• _CHECK YOUR UNDERSTANDING_
[a] Reproduce the passage from the story about Louie's bruising, starting with "When they came" and going on through "we were facing.".
[b] In the story about Louie's bruising, how many days did Louie spend in NICU when he was a week old?

##### DOCUMENT PASSAGE #####

“Our story begins when Louie was around 5 months old. He was the happiest baby, smiles for everyone, and our super-chilled second baby. He was at the age where he was beginning to sit up and use things such as high chairs and bath seats — and was super excited to do so. Soon, I noticed two small bruises, one on his elbow and one on his knee. They were very dark purple in color and had lumps underneath. Looking back now, I was a little concerned by them but he was my second baby and I didn’t think a couple of bruises warranted a trip to the doctors. He was always getting excited in his seats and banging his arms and legs around. I assumed he had just banged a little too hard. I had always bruised easily so thought he just carried the same trait as me. As the bruises faded and disappeared, we pretty much forgot about them. That is, until more started to appear, mostly around his ribs.
One week, we went to the park and Louie went into a baby swing. By the time we got home, he had significant bruising over his ribs. The same week, similar things happened with shopping trolleys and then a bath seat. The bath seat was different. The deep purple bruise, roughly 2 inches wide, had appeared by the time he got out of the bath less than 10 minutes later. That was the final straw. The next day, I spoke to our health visitor. She advised, ‘Go home, call the doctors, and whatever you do, do not Google it.’ I rang the doctor, spoke to the receptionist, and booked an appointment for a few days’ time. Less than 10 minutes later, a doctor had called me back saying she wanted to see us immediately.
At the appointment, I was nervous, if I’m totally honest. I felt like I was fully justifying myself about why my sweet, happy baby had what she described as ‘significant bruising’ but I had no explanation or idea why this was happening. At no point did I feel accused of anything. She told me she was stumped, and she wanted to refer us to the hospital to see a pediatrician. He seemed well, so she did so non-urgently. We got an appointment for 2 weeks later at the hospital. I went there casually. I felt sure there were no serious issues if we had been left for a few weeks — maybe it was a vitamin deficiency or something? This time, I went armed with numerous photos and a diary of events all written out for the doctor. He asked me so many questions my brain was boggled. At one point, when he left the room to get a second opinion, I glimpsed at our notes and saw ‘NO SAFEGUARDING CONCERNS’ written in capital letters. This made me feel better. They didn’t think I was hurting him. Looking back, I know I took the photos and diary to show them I was a good mum and that I wasn’t hiding anything. I was just worried about my sweet, innocent baby.
When they came back into the room, we were admitted there and then for tests. I began to panic a little. This wasn’t Louie’s first hospital visit. At a week old, he was treated for sepsis and spent 4 days in NICU. Being in the hospital with him brought it all back. After numerous attempts at taking blood and about 8 hours of waiting, they sent us home. They told me they were testing his clotting but the machine wasn’t registering. Either his levels were too high, too low or the computer was glitching. We were to come back tomorrow for yet more blood tests. I went home, knowing it was serious, knowing it wasn’t a computer error, but so tired and just wanting to put my baby to bed in the safety of his own cot. No one even explained what testing his clotting meant. At this point, I had no idea what we were facing.

##### EXERCISE DATA #####

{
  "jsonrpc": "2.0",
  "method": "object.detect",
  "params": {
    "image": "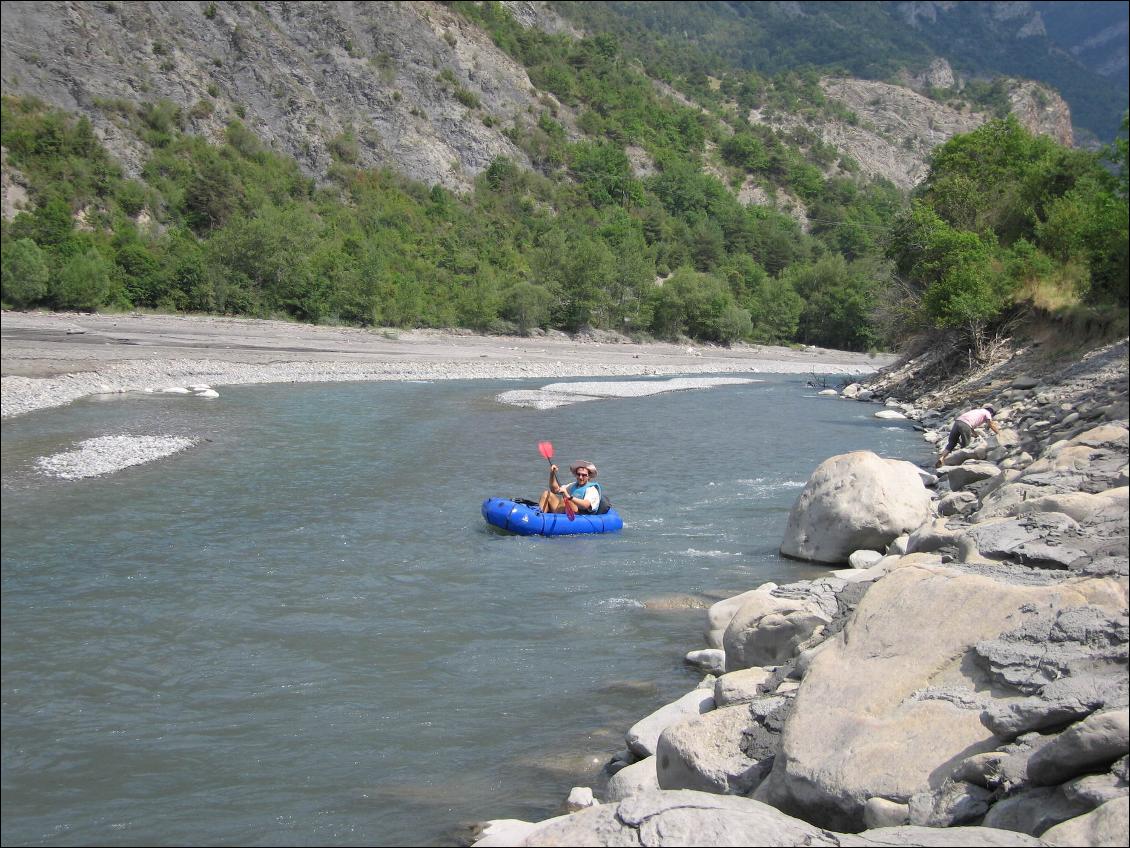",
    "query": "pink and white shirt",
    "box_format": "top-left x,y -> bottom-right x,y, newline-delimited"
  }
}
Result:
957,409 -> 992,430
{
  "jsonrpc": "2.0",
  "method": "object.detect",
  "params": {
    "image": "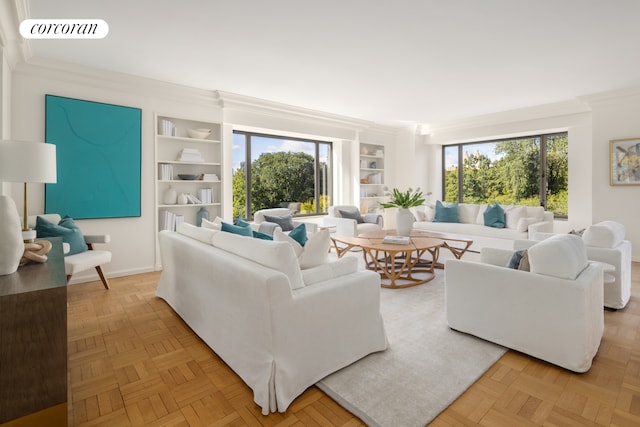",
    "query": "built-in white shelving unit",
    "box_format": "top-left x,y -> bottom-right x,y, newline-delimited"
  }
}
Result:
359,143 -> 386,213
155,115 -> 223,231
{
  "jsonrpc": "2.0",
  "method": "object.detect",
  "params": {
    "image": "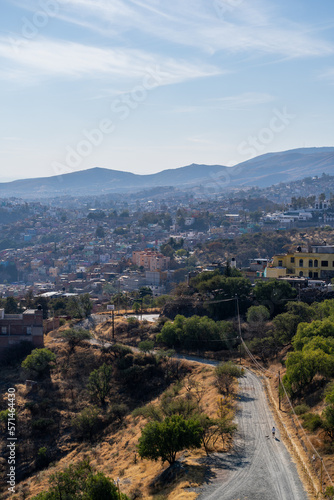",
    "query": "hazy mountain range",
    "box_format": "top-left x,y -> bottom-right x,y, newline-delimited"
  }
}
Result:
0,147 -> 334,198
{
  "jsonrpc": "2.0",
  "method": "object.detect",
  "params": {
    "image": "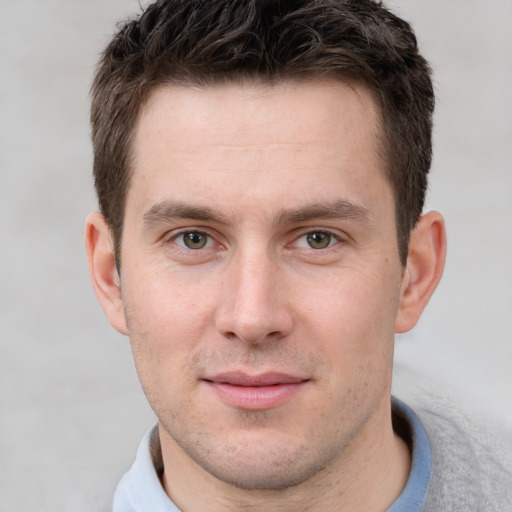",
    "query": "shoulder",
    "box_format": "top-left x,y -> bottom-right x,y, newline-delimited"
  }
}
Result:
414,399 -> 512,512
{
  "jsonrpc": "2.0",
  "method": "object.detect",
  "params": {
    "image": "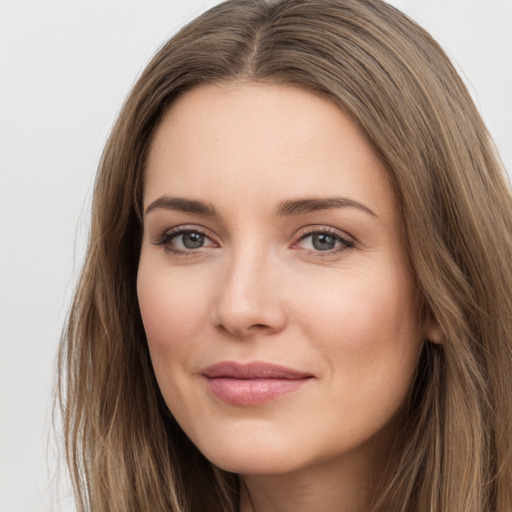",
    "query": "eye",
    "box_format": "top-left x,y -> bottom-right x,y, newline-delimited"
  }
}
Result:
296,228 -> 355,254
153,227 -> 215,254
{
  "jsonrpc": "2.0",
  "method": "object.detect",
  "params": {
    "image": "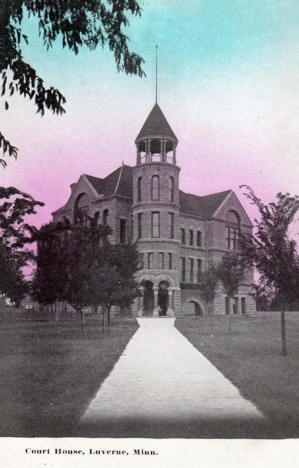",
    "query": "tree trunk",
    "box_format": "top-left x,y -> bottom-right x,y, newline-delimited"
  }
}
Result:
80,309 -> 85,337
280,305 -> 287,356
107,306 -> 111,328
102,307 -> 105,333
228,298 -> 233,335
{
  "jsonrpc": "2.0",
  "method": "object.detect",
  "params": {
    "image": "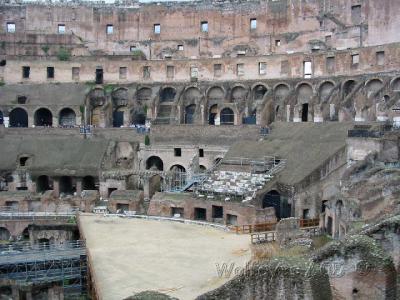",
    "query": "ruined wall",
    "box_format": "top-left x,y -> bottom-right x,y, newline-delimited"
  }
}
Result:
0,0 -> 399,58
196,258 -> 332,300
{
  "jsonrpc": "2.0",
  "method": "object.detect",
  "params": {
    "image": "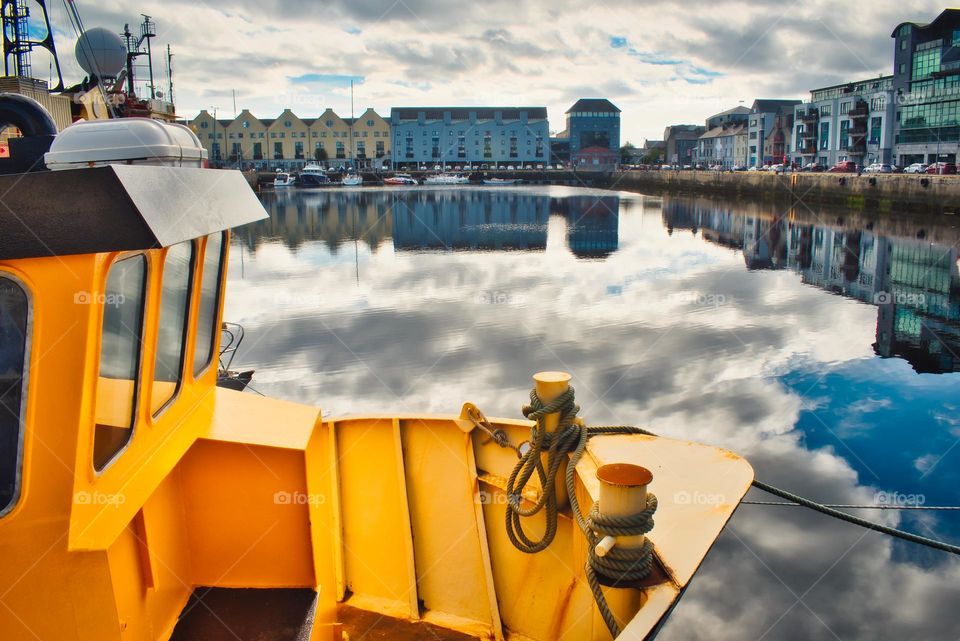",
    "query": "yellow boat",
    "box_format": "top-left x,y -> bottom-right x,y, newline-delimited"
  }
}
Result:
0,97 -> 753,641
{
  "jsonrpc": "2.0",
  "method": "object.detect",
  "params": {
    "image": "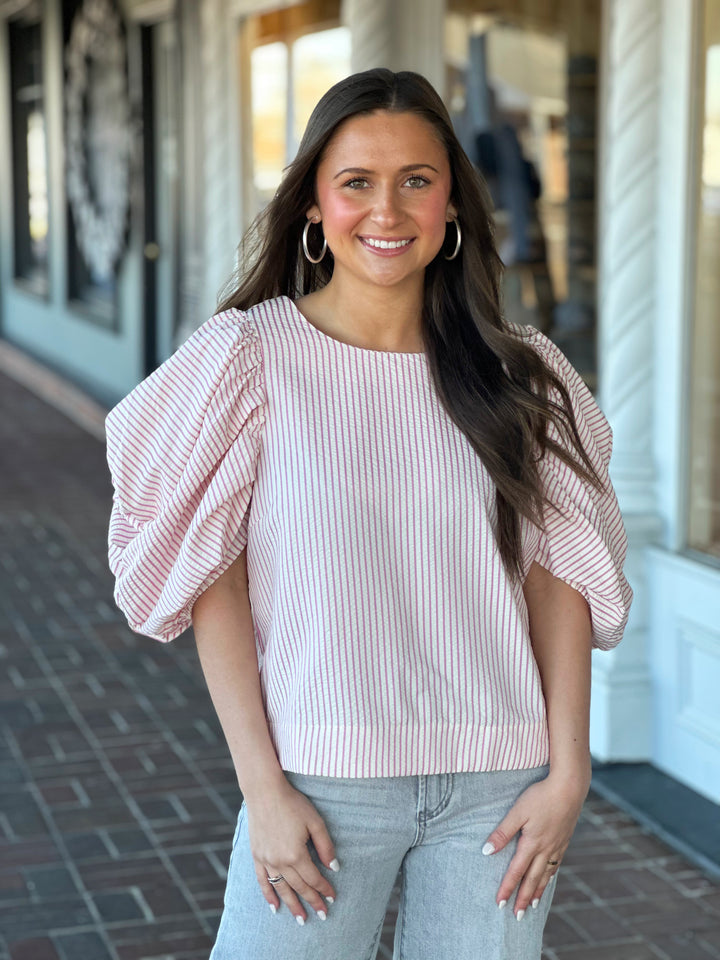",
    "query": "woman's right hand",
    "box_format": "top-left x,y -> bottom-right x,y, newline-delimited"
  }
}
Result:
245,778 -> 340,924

#####
##### EXERCISE DATA #####

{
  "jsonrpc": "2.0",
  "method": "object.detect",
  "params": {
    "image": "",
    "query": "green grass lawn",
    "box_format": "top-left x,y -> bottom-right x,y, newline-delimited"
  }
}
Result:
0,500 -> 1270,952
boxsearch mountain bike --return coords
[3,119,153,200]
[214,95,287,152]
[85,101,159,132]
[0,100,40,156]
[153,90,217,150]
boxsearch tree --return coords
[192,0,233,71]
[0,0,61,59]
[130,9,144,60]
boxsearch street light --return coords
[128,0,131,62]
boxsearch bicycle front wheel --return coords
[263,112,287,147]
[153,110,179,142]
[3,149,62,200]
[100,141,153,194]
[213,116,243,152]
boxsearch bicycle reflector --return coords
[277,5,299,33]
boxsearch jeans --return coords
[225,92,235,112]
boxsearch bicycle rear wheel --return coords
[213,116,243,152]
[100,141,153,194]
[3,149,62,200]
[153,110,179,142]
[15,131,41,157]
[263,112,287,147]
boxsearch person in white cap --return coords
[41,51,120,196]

#####
##### EXERCISE DATA #####

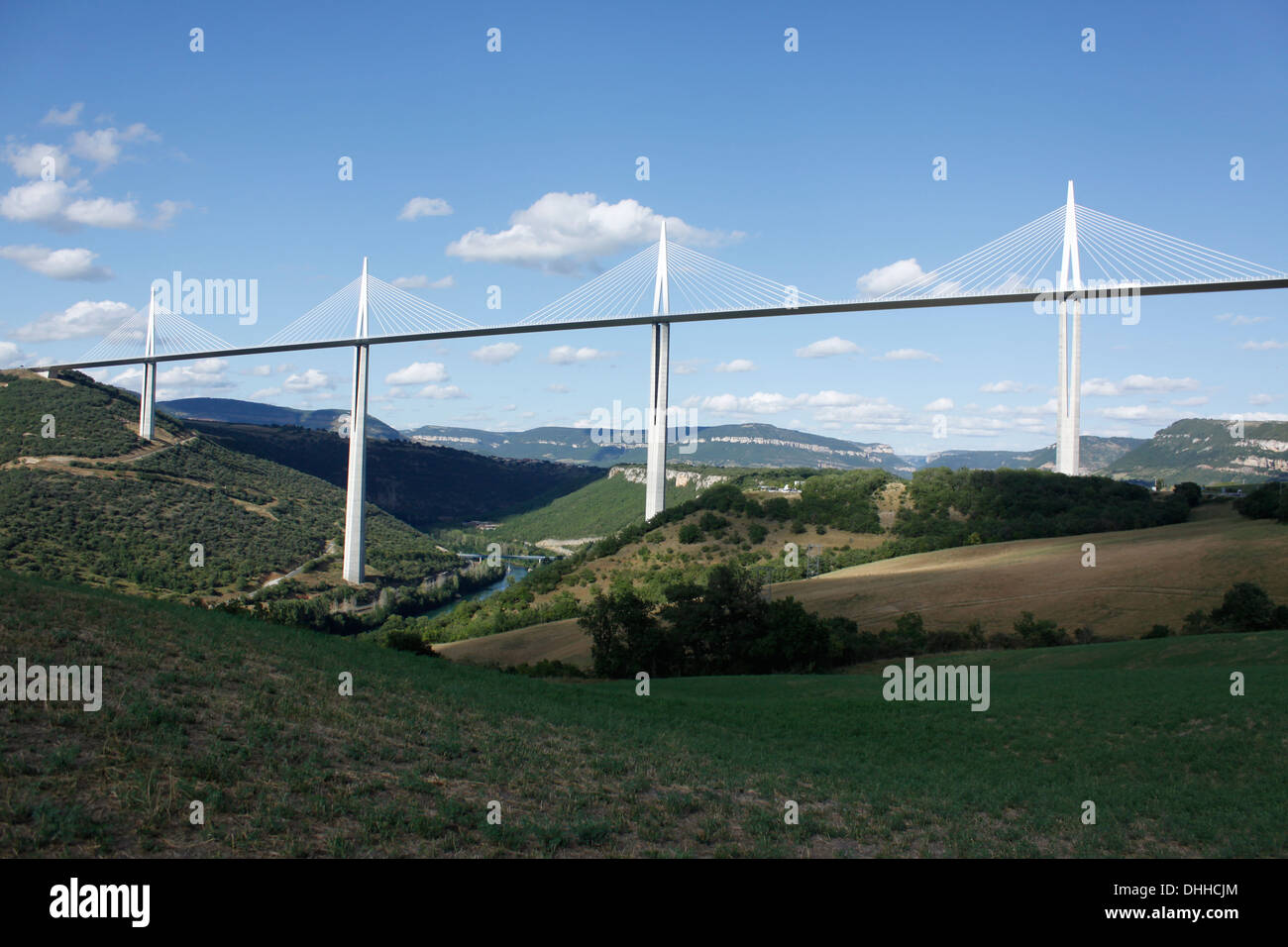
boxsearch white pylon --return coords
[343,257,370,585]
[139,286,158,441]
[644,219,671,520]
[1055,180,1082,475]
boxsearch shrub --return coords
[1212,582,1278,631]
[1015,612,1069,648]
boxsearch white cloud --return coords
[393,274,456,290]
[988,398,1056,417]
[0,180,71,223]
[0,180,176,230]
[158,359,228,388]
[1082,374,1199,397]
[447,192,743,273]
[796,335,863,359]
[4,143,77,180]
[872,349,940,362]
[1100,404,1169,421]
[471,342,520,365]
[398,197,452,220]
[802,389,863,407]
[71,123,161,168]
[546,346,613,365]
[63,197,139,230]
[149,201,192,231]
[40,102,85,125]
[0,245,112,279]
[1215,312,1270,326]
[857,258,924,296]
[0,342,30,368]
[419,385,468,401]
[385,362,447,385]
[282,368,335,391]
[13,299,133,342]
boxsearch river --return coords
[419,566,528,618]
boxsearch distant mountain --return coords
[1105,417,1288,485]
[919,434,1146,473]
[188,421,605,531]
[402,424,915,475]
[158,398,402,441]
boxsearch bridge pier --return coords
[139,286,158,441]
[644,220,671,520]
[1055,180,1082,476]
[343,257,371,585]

#####

• _ANSWERS TO THE EXERCISE_
[a]
When they came back into the room, we were admitted there and then for tests. I began to panic a little. This wasn’t Louie’s first hospital visit. At a week old, he was treated for sepsis and spent 4 days in NICU. Being in the hospital with him brought it all back. After numerous attempts at taking blood and about 8 hours of waiting, they sent us home. They told me they were testing his clotting but the machine wasn’t registering. Either his levels were too high, too low or the computer was glitching. We were to come back tomorrow for yet more blood tests. I went home, knowing it was serious, knowing it wasn’t a computer error, but so tired and just wanting to put my baby to bed in the safety of his own cot. No one even explained what testing his clotting meant. At this point, I had no idea what we were facing.

[b] 4 days